To do:
The answer must be every line below that contains the string "jersey".

Top of Extracted records

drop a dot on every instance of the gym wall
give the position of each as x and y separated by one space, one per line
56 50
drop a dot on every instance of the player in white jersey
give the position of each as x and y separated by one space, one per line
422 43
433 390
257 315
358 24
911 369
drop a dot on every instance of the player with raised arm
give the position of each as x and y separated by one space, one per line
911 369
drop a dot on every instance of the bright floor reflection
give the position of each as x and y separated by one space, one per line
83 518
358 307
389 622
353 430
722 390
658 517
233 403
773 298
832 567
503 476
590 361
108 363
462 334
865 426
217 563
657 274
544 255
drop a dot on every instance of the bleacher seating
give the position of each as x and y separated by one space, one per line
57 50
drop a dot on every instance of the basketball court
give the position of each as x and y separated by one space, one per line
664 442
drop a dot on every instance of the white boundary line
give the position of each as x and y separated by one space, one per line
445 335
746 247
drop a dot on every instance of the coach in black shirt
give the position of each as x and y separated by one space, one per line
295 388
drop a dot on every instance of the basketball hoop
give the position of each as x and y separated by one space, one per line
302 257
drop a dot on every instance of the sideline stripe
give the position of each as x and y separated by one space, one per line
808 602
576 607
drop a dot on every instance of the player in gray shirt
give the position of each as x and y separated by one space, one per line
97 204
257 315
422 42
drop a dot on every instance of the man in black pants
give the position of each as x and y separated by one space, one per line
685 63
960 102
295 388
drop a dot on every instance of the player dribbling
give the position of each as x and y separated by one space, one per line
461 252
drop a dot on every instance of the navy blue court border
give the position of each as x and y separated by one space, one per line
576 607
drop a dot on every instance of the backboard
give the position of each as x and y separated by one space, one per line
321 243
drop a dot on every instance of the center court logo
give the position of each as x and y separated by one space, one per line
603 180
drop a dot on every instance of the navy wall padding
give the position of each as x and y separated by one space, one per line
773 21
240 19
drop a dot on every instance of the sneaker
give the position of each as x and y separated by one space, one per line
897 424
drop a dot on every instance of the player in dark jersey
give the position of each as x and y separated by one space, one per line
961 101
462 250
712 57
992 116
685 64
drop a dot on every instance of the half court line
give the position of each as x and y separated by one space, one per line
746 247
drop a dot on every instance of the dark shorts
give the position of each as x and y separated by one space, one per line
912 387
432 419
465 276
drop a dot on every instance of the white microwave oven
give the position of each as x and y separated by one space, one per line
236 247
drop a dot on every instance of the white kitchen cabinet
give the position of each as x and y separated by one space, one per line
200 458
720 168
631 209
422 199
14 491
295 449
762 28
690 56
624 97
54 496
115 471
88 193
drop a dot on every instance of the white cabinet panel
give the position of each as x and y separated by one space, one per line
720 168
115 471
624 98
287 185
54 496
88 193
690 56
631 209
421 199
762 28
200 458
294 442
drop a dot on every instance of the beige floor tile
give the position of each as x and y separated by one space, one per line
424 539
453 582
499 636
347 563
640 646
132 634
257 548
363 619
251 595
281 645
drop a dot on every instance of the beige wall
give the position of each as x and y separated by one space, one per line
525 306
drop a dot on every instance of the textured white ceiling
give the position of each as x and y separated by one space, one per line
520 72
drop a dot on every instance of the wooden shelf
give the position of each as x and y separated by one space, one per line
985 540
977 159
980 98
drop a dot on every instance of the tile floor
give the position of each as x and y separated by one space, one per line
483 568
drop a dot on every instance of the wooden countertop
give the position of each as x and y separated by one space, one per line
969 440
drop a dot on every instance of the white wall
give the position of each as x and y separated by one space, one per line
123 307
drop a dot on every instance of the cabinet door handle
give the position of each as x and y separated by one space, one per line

Bottom of Extracted records

Result for this task:
drop a dot on every instance of the player in white jersey
drop a dot on every instance of the player in dark jersey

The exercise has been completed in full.